▸ 所示段落
★ ★ ★ ★ ★
如果之前presentOrValidate沒有成功,很有可能是需要Client端做合成的,也就是present沒有完成,那麼這裏需要走present的流程。
present操縱也是先寫到Command Buffer中。最後調的execute。
Error Composer::presentDisplay(Display display, int* outPresentFence)
{
mWriter.selectDisplay(display);
mWriter.presentDisplay();
Error error = execute();
if (error != Error::NONE) {
return error;
}
mReader.takePresentFence(display, outPresentFence);
return Error::NONE;
}
設置FBTarget時,只是寫到Buffer中,execute時,設置FBTarget的操縱才一起生效,設置到了Server端。Server再進行最後的合成。
present完成後,通過getReleaseFences獲取releaseFence,保存在displayData中。注意這裏的release是每個Layer的release fence,這是8.0之前的版本沒有的流程,之前的releasefence只有一個,所以Layer只有一個。而present時的lastPresentFence就是FBTarget的releasefence。
★ ★ ★ ★ ★
▸ 資料集
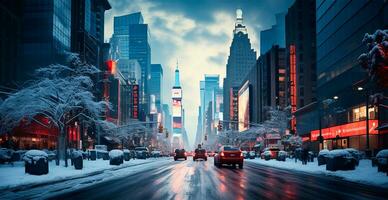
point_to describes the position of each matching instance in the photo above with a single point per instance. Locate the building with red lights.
(342, 115)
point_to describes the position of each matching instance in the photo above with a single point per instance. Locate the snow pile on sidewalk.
(13, 176)
(364, 173)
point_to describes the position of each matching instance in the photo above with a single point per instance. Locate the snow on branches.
(58, 93)
(375, 61)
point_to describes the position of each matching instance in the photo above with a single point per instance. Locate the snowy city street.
(169, 179)
(193, 99)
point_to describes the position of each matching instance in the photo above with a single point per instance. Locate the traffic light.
(161, 129)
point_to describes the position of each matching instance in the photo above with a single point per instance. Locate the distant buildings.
(156, 87)
(130, 40)
(240, 61)
(276, 35)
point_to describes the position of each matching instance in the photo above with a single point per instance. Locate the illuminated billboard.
(153, 109)
(243, 107)
(177, 123)
(176, 108)
(135, 102)
(176, 93)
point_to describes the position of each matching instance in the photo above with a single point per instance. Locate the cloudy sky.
(198, 34)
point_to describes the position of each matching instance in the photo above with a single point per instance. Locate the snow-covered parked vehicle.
(36, 162)
(322, 157)
(382, 161)
(155, 154)
(6, 155)
(282, 155)
(127, 154)
(340, 159)
(116, 157)
(77, 159)
(142, 153)
(266, 155)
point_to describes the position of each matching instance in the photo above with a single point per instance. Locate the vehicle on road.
(211, 154)
(251, 154)
(142, 152)
(200, 154)
(229, 155)
(272, 152)
(180, 153)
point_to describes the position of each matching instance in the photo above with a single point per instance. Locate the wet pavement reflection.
(202, 180)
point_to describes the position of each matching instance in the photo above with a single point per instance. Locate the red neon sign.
(135, 101)
(346, 130)
(293, 85)
(111, 66)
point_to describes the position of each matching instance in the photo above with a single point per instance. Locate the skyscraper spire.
(239, 25)
(177, 80)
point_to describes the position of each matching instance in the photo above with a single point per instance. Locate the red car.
(229, 155)
(200, 154)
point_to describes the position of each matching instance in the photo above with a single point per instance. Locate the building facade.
(130, 40)
(301, 56)
(240, 61)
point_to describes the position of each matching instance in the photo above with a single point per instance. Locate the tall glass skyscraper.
(240, 61)
(156, 84)
(130, 40)
(46, 28)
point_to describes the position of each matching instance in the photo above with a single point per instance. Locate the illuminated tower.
(177, 123)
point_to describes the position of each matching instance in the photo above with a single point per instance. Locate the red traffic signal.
(160, 129)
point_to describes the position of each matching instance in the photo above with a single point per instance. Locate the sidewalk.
(364, 173)
(14, 177)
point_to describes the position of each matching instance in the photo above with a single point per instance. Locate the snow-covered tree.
(59, 93)
(375, 61)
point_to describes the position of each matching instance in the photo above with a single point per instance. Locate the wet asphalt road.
(202, 180)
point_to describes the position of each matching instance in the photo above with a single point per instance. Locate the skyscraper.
(87, 32)
(273, 36)
(156, 85)
(130, 40)
(240, 61)
(47, 27)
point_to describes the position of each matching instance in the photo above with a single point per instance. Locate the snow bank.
(382, 154)
(115, 153)
(34, 155)
(14, 176)
(76, 154)
(323, 152)
(364, 172)
(338, 153)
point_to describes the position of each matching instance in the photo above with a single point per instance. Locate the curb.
(34, 185)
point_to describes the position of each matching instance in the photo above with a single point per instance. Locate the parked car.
(6, 155)
(200, 154)
(382, 161)
(340, 159)
(211, 153)
(142, 152)
(322, 157)
(272, 152)
(229, 155)
(252, 154)
(282, 155)
(180, 153)
(155, 154)
(245, 154)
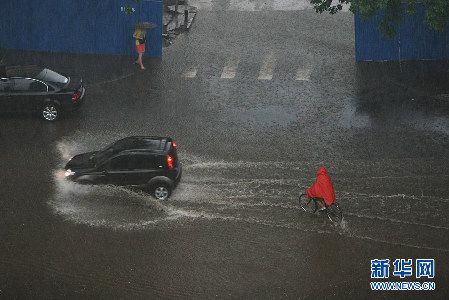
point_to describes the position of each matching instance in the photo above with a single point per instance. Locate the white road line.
(230, 68)
(268, 66)
(303, 74)
(189, 74)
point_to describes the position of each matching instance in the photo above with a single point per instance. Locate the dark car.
(30, 89)
(151, 162)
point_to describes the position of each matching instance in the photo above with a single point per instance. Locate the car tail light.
(76, 96)
(170, 162)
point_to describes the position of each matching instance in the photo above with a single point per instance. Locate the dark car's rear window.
(49, 75)
(150, 144)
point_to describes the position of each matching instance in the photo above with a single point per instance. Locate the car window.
(142, 161)
(37, 86)
(119, 163)
(49, 75)
(6, 85)
(147, 144)
(21, 84)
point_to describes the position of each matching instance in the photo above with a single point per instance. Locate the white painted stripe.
(190, 73)
(230, 68)
(268, 66)
(303, 74)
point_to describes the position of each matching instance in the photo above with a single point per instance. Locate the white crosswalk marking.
(303, 74)
(190, 74)
(268, 66)
(230, 68)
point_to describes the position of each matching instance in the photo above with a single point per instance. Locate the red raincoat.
(322, 188)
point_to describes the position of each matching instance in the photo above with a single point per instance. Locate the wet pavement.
(233, 229)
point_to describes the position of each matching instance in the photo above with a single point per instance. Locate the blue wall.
(413, 40)
(87, 26)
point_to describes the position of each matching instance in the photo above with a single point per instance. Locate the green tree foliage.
(437, 11)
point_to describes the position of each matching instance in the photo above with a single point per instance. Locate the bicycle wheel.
(308, 205)
(334, 213)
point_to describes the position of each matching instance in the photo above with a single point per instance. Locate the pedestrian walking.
(140, 36)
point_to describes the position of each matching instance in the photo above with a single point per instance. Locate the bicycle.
(333, 211)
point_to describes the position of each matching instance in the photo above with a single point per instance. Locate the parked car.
(150, 162)
(30, 89)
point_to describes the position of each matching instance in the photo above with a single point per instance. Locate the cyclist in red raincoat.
(322, 188)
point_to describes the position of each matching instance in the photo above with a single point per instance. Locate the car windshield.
(49, 75)
(110, 150)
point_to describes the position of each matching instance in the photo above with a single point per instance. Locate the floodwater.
(233, 227)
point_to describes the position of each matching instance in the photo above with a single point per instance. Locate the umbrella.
(144, 25)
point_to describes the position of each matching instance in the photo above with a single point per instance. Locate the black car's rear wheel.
(161, 191)
(51, 112)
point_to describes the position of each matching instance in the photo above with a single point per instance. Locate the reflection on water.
(263, 193)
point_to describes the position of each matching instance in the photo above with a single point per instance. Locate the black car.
(148, 161)
(30, 89)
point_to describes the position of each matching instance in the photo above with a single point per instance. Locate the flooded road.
(249, 146)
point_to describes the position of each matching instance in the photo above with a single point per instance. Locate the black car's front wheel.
(51, 112)
(161, 191)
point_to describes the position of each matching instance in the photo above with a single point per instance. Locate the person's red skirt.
(140, 48)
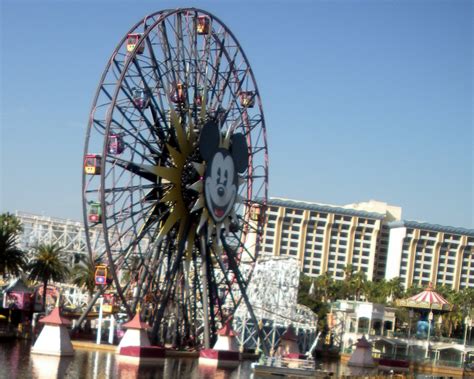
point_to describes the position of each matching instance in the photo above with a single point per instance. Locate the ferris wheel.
(176, 172)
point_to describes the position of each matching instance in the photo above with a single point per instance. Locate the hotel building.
(327, 238)
(420, 253)
(372, 237)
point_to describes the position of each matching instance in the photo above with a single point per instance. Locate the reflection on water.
(16, 362)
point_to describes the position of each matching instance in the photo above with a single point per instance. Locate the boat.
(295, 368)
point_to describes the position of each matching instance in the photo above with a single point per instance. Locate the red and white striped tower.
(225, 352)
(135, 343)
(54, 338)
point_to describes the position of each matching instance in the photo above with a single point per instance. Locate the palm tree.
(12, 259)
(358, 283)
(395, 289)
(11, 223)
(48, 264)
(83, 275)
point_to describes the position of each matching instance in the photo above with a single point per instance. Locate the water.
(16, 362)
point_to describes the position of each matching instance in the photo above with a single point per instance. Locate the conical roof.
(54, 318)
(363, 343)
(427, 299)
(289, 334)
(18, 286)
(226, 330)
(136, 323)
(429, 295)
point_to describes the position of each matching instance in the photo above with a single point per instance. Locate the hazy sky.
(363, 99)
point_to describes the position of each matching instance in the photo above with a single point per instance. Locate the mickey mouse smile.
(221, 179)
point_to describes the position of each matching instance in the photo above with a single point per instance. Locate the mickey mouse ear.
(240, 152)
(209, 140)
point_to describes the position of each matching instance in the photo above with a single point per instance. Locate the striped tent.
(427, 299)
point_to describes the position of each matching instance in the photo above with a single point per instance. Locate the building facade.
(327, 238)
(420, 253)
(372, 237)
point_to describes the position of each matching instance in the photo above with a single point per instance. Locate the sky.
(362, 99)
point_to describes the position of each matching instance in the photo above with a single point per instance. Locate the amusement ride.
(175, 175)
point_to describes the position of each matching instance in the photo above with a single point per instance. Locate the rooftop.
(288, 203)
(431, 227)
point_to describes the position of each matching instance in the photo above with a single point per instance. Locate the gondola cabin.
(132, 42)
(100, 275)
(179, 94)
(202, 26)
(140, 98)
(92, 164)
(115, 144)
(198, 99)
(255, 213)
(247, 99)
(95, 213)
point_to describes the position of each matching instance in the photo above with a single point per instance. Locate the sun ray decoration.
(177, 172)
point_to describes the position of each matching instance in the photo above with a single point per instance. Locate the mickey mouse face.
(221, 179)
(220, 185)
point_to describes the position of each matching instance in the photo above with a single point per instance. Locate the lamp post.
(410, 317)
(430, 318)
(467, 323)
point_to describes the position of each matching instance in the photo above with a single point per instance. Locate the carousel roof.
(427, 299)
(136, 323)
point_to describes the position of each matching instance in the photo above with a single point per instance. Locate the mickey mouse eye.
(226, 176)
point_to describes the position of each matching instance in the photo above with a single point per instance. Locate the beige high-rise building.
(327, 238)
(420, 253)
(372, 237)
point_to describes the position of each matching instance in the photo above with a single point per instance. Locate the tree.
(48, 264)
(83, 275)
(395, 289)
(358, 283)
(12, 259)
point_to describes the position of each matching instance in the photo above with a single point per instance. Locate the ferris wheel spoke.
(167, 52)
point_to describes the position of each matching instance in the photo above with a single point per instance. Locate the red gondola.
(247, 99)
(100, 274)
(255, 212)
(140, 98)
(115, 144)
(202, 26)
(95, 213)
(132, 41)
(179, 94)
(92, 164)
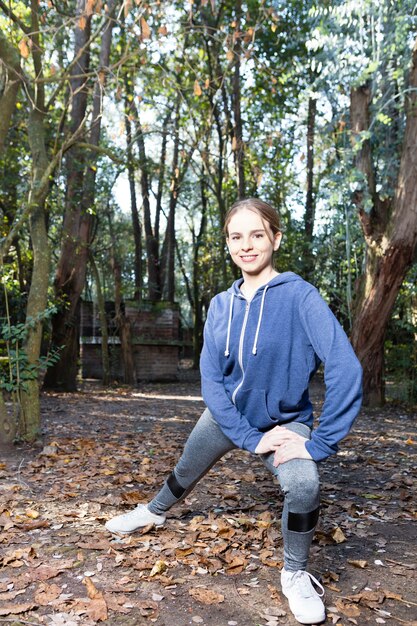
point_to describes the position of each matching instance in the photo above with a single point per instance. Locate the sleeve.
(342, 376)
(233, 424)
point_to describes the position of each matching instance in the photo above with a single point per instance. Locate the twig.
(16, 620)
(20, 480)
(408, 566)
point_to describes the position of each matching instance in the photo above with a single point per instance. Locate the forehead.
(246, 219)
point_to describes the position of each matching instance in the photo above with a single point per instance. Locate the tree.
(79, 220)
(390, 231)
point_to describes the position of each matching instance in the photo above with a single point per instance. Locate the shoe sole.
(129, 532)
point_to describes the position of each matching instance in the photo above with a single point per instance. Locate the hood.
(285, 277)
(234, 291)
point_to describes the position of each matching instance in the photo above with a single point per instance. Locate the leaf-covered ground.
(217, 560)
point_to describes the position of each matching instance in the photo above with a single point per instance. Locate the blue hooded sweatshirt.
(258, 358)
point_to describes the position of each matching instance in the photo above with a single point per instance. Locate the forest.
(127, 129)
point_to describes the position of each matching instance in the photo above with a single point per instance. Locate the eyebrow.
(252, 232)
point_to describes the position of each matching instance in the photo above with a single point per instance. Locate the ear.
(277, 240)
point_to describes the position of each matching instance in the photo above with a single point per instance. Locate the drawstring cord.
(255, 343)
(227, 351)
(229, 324)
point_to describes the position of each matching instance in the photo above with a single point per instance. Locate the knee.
(303, 488)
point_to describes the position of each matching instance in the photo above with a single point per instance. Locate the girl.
(264, 339)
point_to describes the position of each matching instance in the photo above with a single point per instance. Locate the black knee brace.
(303, 522)
(174, 486)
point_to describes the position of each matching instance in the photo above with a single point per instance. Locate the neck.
(252, 283)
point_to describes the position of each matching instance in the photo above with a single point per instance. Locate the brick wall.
(155, 338)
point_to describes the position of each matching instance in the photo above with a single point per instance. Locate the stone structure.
(155, 339)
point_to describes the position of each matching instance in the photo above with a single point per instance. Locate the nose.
(246, 243)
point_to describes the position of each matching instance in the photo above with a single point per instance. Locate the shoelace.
(303, 581)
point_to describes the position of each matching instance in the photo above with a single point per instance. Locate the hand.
(286, 445)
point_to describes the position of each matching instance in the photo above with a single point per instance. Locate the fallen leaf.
(347, 609)
(45, 593)
(15, 609)
(206, 596)
(159, 568)
(338, 535)
(360, 564)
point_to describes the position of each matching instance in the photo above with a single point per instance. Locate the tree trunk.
(152, 241)
(9, 85)
(237, 112)
(136, 226)
(122, 322)
(198, 321)
(310, 205)
(105, 360)
(391, 242)
(38, 293)
(78, 221)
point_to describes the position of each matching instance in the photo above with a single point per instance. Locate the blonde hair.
(266, 212)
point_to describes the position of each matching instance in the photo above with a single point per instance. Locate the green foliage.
(15, 367)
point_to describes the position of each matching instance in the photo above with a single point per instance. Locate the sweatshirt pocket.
(252, 404)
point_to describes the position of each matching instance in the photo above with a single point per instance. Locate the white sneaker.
(131, 521)
(305, 603)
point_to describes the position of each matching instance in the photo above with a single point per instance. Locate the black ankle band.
(174, 486)
(303, 522)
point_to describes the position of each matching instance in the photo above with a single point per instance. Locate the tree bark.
(136, 225)
(310, 205)
(122, 322)
(391, 242)
(237, 112)
(38, 293)
(151, 238)
(105, 359)
(9, 85)
(78, 220)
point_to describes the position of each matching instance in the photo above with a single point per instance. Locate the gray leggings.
(298, 478)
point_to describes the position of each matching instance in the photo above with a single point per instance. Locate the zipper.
(240, 354)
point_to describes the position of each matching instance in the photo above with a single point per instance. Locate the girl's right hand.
(270, 440)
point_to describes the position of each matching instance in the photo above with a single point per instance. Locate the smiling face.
(252, 243)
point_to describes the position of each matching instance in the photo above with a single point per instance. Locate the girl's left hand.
(290, 446)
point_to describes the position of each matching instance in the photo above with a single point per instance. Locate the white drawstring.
(255, 343)
(227, 351)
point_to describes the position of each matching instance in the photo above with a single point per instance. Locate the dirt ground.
(217, 560)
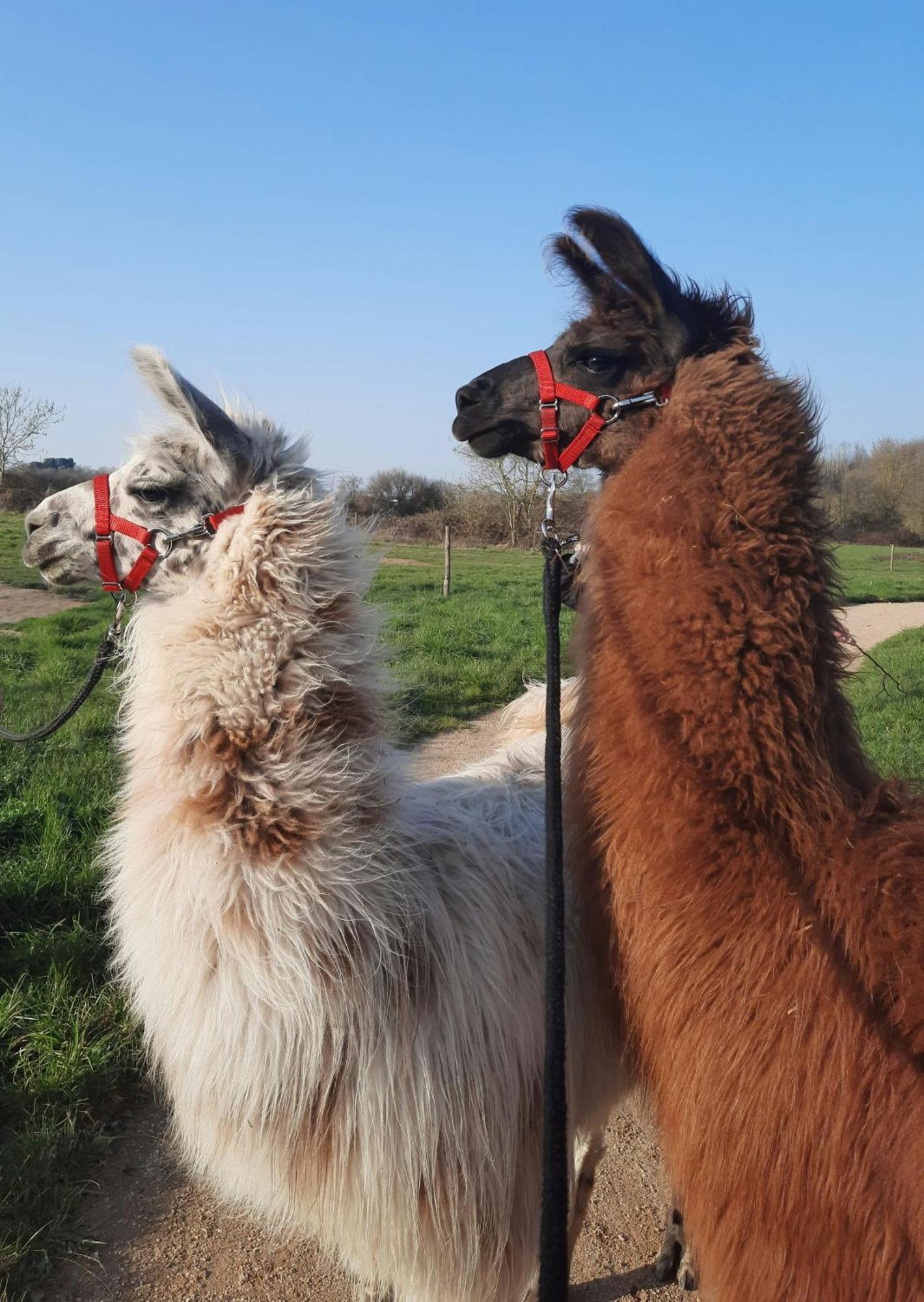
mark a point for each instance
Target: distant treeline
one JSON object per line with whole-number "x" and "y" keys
{"x": 27, "y": 485}
{"x": 876, "y": 495}
{"x": 870, "y": 495}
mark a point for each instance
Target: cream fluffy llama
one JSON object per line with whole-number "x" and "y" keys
{"x": 339, "y": 969}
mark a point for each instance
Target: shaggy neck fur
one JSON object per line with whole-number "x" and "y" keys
{"x": 766, "y": 889}
{"x": 338, "y": 969}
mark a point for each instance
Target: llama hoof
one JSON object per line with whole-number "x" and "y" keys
{"x": 667, "y": 1264}
{"x": 686, "y": 1274}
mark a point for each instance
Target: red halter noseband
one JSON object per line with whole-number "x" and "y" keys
{"x": 156, "y": 544}
{"x": 551, "y": 391}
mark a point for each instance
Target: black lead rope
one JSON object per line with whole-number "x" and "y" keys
{"x": 105, "y": 654}
{"x": 554, "y": 1264}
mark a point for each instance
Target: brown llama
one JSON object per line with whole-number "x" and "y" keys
{"x": 765, "y": 889}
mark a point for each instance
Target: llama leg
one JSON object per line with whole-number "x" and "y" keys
{"x": 585, "y": 1188}
{"x": 675, "y": 1261}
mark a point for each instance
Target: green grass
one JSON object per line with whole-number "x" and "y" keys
{"x": 865, "y": 574}
{"x": 12, "y": 571}
{"x": 893, "y": 722}
{"x": 67, "y": 1046}
{"x": 456, "y": 659}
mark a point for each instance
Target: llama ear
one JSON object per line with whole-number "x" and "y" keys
{"x": 634, "y": 268}
{"x": 180, "y": 396}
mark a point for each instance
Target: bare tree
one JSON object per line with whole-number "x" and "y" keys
{"x": 401, "y": 493}
{"x": 516, "y": 482}
{"x": 517, "y": 488}
{"x": 24, "y": 421}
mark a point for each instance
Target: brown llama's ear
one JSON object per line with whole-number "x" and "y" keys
{"x": 637, "y": 271}
{"x": 185, "y": 400}
{"x": 572, "y": 257}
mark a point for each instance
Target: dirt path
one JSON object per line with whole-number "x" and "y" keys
{"x": 23, "y": 603}
{"x": 166, "y": 1241}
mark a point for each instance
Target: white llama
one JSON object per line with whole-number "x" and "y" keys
{"x": 339, "y": 969}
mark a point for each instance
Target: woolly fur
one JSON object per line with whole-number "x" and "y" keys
{"x": 339, "y": 971}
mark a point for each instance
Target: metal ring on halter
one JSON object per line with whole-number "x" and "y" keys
{"x": 618, "y": 408}
{"x": 166, "y": 546}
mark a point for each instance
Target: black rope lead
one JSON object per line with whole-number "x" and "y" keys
{"x": 105, "y": 653}
{"x": 554, "y": 1266}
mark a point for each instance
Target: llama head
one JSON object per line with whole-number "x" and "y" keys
{"x": 642, "y": 322}
{"x": 206, "y": 458}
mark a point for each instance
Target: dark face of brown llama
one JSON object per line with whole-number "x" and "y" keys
{"x": 641, "y": 325}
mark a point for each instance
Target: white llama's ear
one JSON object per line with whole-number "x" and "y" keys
{"x": 180, "y": 396}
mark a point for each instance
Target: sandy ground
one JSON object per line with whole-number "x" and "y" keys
{"x": 165, "y": 1240}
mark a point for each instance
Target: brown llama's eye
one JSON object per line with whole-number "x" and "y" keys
{"x": 598, "y": 364}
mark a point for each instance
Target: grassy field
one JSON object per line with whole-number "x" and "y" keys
{"x": 67, "y": 1046}
{"x": 866, "y": 575}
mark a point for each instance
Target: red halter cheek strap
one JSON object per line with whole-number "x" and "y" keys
{"x": 156, "y": 544}
{"x": 552, "y": 391}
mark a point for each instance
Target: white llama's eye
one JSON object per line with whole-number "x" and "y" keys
{"x": 152, "y": 494}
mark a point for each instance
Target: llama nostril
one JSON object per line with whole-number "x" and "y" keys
{"x": 472, "y": 394}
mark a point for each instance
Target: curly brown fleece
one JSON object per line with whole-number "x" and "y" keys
{"x": 759, "y": 889}
{"x": 767, "y": 891}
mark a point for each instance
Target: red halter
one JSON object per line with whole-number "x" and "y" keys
{"x": 156, "y": 544}
{"x": 551, "y": 391}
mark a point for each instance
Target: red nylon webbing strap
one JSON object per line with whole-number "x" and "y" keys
{"x": 584, "y": 439}
{"x": 214, "y": 521}
{"x": 107, "y": 525}
{"x": 106, "y": 553}
{"x": 551, "y": 391}
{"x": 549, "y": 411}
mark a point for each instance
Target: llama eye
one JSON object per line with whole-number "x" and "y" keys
{"x": 153, "y": 495}
{"x": 597, "y": 363}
★ ★ ★ ★ ★
▸ 練習任務 1
所示段落中的「present完成後,通過getReleaseFences獲取releaseFence,保存在displayData中。」一句,譯成英文該怎麼說?
▸ 練習任務 2
這段講 present 流程的文字,能從它最後一句之後接著續寫下去嗎?

▸ 任務結果 1
After present completes, the releaseFence is obtained through getReleaseFences and saved in displayData.

▸ 任務結果 2
回到postFramebuffer函數。
- DisplayDevice處理FBTarget
釋放上一幀的Buffer
void DisplayDevice::onSwapBuffersCompleted() const {
mDisplaySurface->onFrameCommitted();
}
主要在onFrameCommitted函數中完成:
void FramebufferSurface::onFrameCommitted() {
if (mHasPendingRelease) {
sp<Fence> fence = mHwc.getPresentFence(mDisplayType);
if (fence->isValid()) {
status_t result = addReleaseFence(mPreviousBufferSlot,
mPreviousBuffer, fence);
... ...
}
status_t result = releaseBufferLocked(mPreviousBufferSlot, mPreviousBuffer);
... ...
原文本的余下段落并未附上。